Written task.
Everything from the line with "If you could place a marker on the flower stem" through the last line of the records below should be copied exactly, both ends included.

Data to process.
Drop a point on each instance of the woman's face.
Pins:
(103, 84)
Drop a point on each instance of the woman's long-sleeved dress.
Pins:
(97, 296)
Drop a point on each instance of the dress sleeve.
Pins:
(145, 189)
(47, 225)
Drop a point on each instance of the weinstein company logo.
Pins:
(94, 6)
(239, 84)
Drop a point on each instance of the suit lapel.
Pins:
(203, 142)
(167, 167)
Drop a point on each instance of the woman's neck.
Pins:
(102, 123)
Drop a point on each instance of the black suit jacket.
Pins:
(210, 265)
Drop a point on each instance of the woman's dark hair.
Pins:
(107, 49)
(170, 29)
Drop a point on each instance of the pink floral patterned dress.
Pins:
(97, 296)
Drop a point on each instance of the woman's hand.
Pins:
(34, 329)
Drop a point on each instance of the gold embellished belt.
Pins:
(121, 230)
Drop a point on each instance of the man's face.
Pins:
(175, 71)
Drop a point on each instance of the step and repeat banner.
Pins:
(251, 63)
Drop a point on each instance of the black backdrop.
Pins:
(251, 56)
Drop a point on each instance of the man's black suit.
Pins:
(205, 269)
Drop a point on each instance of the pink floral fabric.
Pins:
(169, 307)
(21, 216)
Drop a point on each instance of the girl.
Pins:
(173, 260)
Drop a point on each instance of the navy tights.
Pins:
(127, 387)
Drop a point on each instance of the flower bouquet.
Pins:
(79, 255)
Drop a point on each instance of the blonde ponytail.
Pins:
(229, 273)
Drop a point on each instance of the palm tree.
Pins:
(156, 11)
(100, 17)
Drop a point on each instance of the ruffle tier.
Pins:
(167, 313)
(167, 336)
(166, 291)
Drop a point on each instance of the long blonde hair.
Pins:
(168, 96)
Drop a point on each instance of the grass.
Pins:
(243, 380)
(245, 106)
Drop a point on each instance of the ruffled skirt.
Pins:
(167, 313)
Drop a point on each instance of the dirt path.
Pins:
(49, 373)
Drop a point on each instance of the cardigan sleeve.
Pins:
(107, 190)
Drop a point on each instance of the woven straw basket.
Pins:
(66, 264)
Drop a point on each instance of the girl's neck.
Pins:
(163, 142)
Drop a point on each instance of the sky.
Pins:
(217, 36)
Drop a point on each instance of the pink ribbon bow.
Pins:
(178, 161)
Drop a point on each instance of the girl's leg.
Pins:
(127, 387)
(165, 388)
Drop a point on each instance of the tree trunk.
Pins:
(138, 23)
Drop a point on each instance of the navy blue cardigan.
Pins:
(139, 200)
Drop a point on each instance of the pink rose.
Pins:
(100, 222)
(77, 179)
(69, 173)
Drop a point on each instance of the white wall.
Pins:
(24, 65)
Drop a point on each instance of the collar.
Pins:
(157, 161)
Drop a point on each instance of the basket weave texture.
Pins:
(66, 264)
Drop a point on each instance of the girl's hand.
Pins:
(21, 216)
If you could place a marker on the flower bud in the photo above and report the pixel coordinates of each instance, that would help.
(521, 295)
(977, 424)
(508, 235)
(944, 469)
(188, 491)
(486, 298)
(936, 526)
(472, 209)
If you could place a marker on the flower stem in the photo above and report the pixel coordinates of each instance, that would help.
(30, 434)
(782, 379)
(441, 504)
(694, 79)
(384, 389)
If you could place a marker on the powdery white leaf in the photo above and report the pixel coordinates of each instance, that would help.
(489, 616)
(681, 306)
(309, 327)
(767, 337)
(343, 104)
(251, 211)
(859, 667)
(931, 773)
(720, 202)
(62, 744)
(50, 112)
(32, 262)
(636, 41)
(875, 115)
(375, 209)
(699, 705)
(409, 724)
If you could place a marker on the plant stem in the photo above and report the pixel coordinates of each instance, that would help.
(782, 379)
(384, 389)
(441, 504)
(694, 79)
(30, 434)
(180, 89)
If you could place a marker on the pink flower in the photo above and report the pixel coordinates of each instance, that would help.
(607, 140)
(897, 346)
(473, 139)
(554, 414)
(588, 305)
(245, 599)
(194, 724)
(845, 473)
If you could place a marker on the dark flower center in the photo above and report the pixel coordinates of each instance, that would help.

Task solution.
If you could place a marker on the flower stem in the photo above and report the pixel coordinates of each instance, that would help.
(30, 434)
(782, 379)
(441, 504)
(694, 79)
(384, 389)
If you could place a marker on the powdery white leaf in the photo above and report the pixel coordinates of each instance, that would help.
(489, 616)
(681, 306)
(309, 327)
(767, 337)
(343, 104)
(251, 211)
(859, 667)
(931, 773)
(720, 202)
(62, 744)
(50, 112)
(32, 262)
(636, 41)
(875, 115)
(375, 209)
(699, 705)
(409, 724)
If you could place a marker on the plant stem in the photo above and report the pixel coordinates of each instance, that would help.
(782, 379)
(384, 389)
(441, 504)
(694, 79)
(30, 434)
(180, 89)
If you could place a marker on the pink flower in the photo above and report the pixel coordinates of each instance, that would help.
(607, 140)
(897, 346)
(473, 139)
(554, 414)
(588, 305)
(245, 599)
(194, 724)
(845, 473)
If you could place a marker on the dark flower center in the photo above and report the pixel coordinates of each instance, that would help.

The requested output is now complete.